▸ Problem details
Produce an exact copy of all the records.
◆ ◆ ◆ ◆
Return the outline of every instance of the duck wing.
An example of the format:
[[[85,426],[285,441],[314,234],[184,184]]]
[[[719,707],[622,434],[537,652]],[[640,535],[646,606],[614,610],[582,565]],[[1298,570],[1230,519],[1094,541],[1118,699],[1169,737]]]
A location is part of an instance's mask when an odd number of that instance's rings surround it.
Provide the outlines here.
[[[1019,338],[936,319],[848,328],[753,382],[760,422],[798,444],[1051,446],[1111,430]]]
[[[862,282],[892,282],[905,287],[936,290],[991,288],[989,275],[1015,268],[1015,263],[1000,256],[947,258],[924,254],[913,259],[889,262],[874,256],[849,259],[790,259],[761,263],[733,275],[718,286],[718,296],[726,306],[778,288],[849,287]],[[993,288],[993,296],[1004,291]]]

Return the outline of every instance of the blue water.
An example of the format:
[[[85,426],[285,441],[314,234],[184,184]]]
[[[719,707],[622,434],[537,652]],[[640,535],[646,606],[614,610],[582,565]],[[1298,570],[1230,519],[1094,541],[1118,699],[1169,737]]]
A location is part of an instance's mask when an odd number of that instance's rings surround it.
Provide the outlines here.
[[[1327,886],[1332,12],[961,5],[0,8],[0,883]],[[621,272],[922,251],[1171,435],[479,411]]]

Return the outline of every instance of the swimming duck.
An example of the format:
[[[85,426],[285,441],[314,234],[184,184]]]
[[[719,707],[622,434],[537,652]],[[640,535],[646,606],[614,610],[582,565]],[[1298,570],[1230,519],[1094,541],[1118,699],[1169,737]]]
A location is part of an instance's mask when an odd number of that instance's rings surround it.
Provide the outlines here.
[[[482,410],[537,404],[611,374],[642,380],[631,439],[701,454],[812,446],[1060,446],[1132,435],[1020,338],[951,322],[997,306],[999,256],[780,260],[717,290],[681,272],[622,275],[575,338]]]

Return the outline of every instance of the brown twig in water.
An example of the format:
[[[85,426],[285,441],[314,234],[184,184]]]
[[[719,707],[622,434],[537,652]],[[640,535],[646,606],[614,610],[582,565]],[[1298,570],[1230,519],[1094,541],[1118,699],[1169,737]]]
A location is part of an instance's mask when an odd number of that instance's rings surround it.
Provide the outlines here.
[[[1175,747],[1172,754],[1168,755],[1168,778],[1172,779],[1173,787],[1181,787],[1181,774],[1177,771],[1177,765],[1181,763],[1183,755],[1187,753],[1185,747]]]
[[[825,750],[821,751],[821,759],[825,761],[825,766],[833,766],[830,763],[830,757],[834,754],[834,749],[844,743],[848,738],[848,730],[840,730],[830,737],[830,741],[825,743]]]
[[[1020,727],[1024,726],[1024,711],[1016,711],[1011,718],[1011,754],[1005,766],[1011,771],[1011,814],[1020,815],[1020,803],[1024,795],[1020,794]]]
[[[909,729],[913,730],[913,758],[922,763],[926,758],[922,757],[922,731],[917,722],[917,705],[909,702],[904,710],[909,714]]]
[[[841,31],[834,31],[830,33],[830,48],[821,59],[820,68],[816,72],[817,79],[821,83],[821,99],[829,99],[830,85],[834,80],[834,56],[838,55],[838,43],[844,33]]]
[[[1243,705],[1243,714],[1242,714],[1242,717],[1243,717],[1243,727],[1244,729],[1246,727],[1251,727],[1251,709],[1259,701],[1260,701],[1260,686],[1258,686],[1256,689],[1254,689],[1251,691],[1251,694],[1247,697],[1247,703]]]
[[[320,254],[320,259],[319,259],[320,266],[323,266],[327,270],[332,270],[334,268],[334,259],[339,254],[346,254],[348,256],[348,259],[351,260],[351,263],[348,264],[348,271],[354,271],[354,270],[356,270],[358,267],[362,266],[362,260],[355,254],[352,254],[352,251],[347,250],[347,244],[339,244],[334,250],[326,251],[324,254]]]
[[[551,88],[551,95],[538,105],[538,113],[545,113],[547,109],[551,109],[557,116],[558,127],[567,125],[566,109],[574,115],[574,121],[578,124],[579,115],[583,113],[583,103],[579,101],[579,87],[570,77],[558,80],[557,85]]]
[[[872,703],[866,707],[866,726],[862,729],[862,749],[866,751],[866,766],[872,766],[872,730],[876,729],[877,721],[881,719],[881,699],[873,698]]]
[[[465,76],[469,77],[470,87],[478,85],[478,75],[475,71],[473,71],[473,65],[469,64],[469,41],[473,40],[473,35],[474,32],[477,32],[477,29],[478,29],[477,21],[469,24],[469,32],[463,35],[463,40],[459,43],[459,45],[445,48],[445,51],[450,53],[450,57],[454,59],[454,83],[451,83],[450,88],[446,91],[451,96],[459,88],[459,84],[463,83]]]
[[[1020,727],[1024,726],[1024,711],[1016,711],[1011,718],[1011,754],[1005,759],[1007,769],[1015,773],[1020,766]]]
◆ ◆ ◆ ◆
▸ Task answer
Return the outline of every instance of the duck wing.
An example of the format:
[[[85,426],[285,441],[314,234],[184,184]]]
[[[719,707],[622,434],[537,652]],[[640,535],[646,606],[614,610],[582,565]],[[1298,570],[1230,519],[1094,541],[1118,699],[1169,737]]]
A location is part of an instance's mask when an odd number of that instance's rings surround it.
Provide the outlines here.
[[[1019,338],[936,319],[848,328],[753,382],[760,422],[798,444],[1051,446],[1111,430]]]
[[[862,282],[892,282],[905,287],[936,290],[991,288],[989,275],[1015,268],[1015,263],[1000,256],[947,258],[924,254],[913,259],[889,262],[874,256],[849,259],[790,259],[761,263],[733,275],[718,286],[718,296],[726,306],[778,288],[849,287]],[[993,288],[993,296],[1004,291]]]

Return the outline of every instance of the blue water.
An example of the format:
[[[85,426],[285,441],[314,234],[184,184]]]
[[[719,707],[622,434],[537,652]],[[640,535],[646,606],[614,610],[582,565]],[[1298,570],[1230,519],[1094,541],[1118,699],[1169,737]]]
A location is part of an instance's mask when an odd number of that instance's rings surround it.
Provide the outlines here.
[[[1327,886],[1332,12],[961,5],[0,8],[0,883]],[[621,272],[922,251],[1171,435],[479,411]]]

Return the outline of every instance of the swimming duck.
An example of the format:
[[[85,426],[285,441],[314,234],[184,184]]]
[[[719,707],[622,434],[537,652]],[[640,535],[646,606],[614,610],[582,565]],[[1298,570],[1230,519],[1094,541],[1118,699],[1169,737]]]
A location is part of an instance's mask when an odd number of that instance's rings surround it.
Provide the outlines here.
[[[482,410],[537,404],[611,374],[642,380],[631,439],[701,454],[812,446],[1060,446],[1132,435],[1020,338],[951,322],[997,306],[999,256],[780,260],[717,290],[681,272],[622,275],[575,338]]]

Return the outline of every instance of the brown twig in water.
An example of the format:
[[[85,426],[285,441],[314,234],[184,184]]]
[[[719,707],[622,434],[537,652]],[[640,535],[646,606],[614,610],[582,565]],[[1298,570],[1230,519],[1094,541],[1118,699],[1169,737]]]
A location is part of an instance's mask when an odd number of that instance's rings surround it.
Provide the outlines here.
[[[1175,747],[1172,754],[1168,755],[1168,778],[1172,779],[1173,787],[1181,787],[1181,774],[1177,771],[1177,765],[1181,763],[1183,755],[1187,753],[1185,747]]]
[[[825,750],[821,751],[821,759],[825,761],[825,766],[833,766],[830,763],[830,757],[834,754],[834,749],[844,743],[848,738],[848,730],[840,730],[830,737],[830,741],[825,743]]]
[[[1020,727],[1024,726],[1024,711],[1016,711],[1011,718],[1011,754],[1005,766],[1011,771],[1011,814],[1020,815],[1020,803],[1024,795],[1020,794]]]
[[[909,729],[913,730],[913,758],[922,763],[926,758],[922,757],[922,731],[917,722],[917,705],[909,702],[904,710],[909,714]]]
[[[841,31],[834,31],[830,33],[830,48],[821,59],[820,68],[816,72],[817,79],[821,83],[821,99],[829,99],[830,85],[834,80],[834,56],[838,55],[838,43],[844,33]]]
[[[1243,705],[1243,714],[1242,714],[1242,717],[1243,717],[1243,727],[1244,729],[1246,727],[1251,727],[1251,709],[1259,701],[1260,701],[1260,686],[1258,686],[1256,689],[1254,689],[1251,691],[1251,694],[1247,697],[1247,703]]]
[[[320,254],[320,259],[319,259],[320,266],[323,266],[327,270],[332,270],[334,268],[334,259],[339,254],[346,254],[348,256],[348,259],[351,260],[351,263],[348,264],[348,271],[354,271],[354,270],[356,270],[358,267],[362,266],[362,260],[355,254],[352,254],[352,251],[347,250],[347,244],[339,244],[334,250],[326,251],[324,254]]]
[[[551,88],[551,95],[538,105],[538,113],[545,113],[547,109],[551,109],[557,116],[558,127],[567,125],[566,109],[574,115],[574,121],[578,124],[579,115],[583,113],[583,103],[579,101],[579,87],[570,77],[558,80],[557,85]]]
[[[872,703],[866,707],[866,726],[862,729],[862,749],[866,751],[866,766],[872,766],[872,730],[876,729],[877,721],[881,719],[881,699],[873,698]]]
[[[465,76],[469,77],[470,87],[478,85],[478,75],[475,71],[473,71],[473,65],[469,64],[469,41],[473,40],[473,35],[474,32],[477,32],[477,29],[478,29],[477,21],[469,24],[469,32],[463,35],[463,40],[459,43],[459,45],[445,48],[445,51],[450,53],[450,57],[454,59],[454,83],[451,83],[450,88],[446,91],[451,96],[459,88],[459,84],[463,83]]]
[[[1020,727],[1024,726],[1024,711],[1016,711],[1011,718],[1011,754],[1005,759],[1007,769],[1015,773],[1020,766]]]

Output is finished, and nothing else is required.